__待解问题__
筛选下面的条目，把含有“photo”一词的每一行原样抄出来。

__待处理数据__

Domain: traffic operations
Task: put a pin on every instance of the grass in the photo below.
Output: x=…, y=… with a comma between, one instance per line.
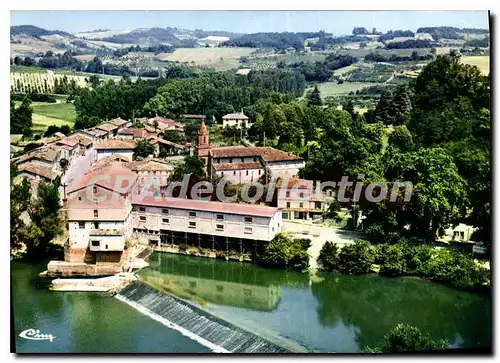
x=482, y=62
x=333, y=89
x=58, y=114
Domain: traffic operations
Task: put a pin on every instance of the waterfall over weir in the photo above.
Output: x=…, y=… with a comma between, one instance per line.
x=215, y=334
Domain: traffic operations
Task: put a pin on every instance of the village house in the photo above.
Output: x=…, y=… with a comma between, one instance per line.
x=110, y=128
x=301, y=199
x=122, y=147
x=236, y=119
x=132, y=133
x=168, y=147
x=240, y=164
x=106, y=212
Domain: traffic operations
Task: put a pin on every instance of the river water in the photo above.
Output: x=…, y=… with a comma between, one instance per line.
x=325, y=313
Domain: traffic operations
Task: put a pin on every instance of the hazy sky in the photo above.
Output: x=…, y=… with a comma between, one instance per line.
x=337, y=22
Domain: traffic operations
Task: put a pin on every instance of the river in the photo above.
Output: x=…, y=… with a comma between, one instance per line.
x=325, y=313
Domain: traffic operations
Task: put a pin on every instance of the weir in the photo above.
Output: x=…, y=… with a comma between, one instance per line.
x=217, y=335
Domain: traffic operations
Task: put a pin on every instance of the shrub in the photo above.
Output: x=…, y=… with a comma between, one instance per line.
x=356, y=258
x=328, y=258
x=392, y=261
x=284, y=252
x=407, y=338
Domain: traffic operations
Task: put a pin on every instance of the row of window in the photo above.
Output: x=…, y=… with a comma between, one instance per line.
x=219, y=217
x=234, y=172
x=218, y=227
--
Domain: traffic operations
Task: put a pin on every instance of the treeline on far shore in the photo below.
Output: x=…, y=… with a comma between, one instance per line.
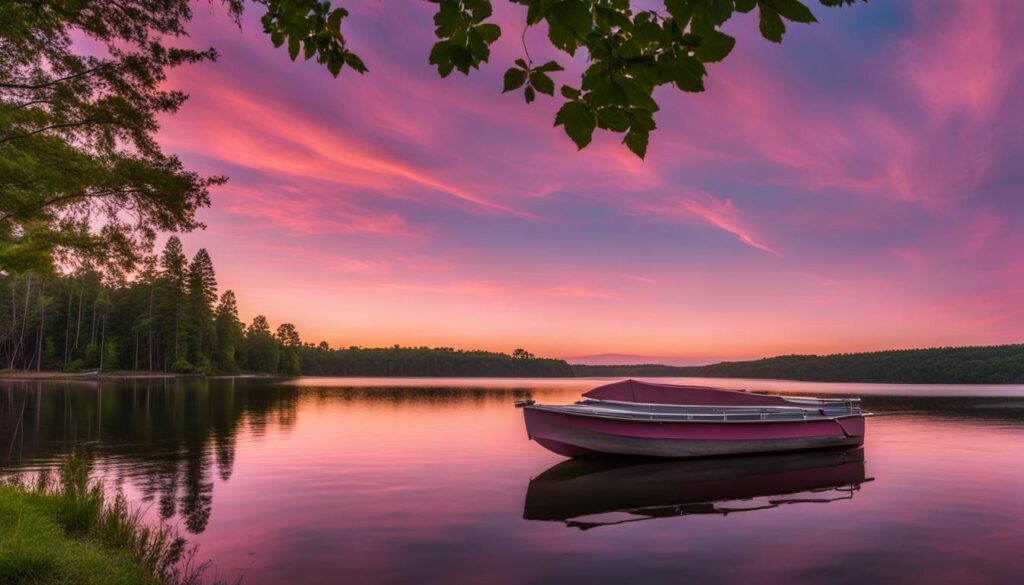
---
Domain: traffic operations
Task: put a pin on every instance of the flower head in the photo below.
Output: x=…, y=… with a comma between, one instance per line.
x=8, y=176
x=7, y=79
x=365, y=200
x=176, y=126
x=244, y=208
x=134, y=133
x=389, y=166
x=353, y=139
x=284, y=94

__完整解答__
Task: put a pin on every instance of the grass in the photo below.
Task: put a pin on every instance of the waterfall over weir in the photo above.
Task: put a pin on every instance of the village house in the photo above.
Task: put a pin on every instance of the river water in the photo above.
Task: put a pin on every instance of the hazy sky in the photo above.
Task: put a pin on every instance of the river in the photo above.
Task: put a pin on every instance of the weir in the photo above.
Task: put a pin on every instance of the shrub in the photo above.
Task: put a pin on every instance of the row of window in the photo above.
Task: put a pin on every instance of the treeline on far shore in the photo below.
Task: put a pin on every instance of the flower head in the photo below.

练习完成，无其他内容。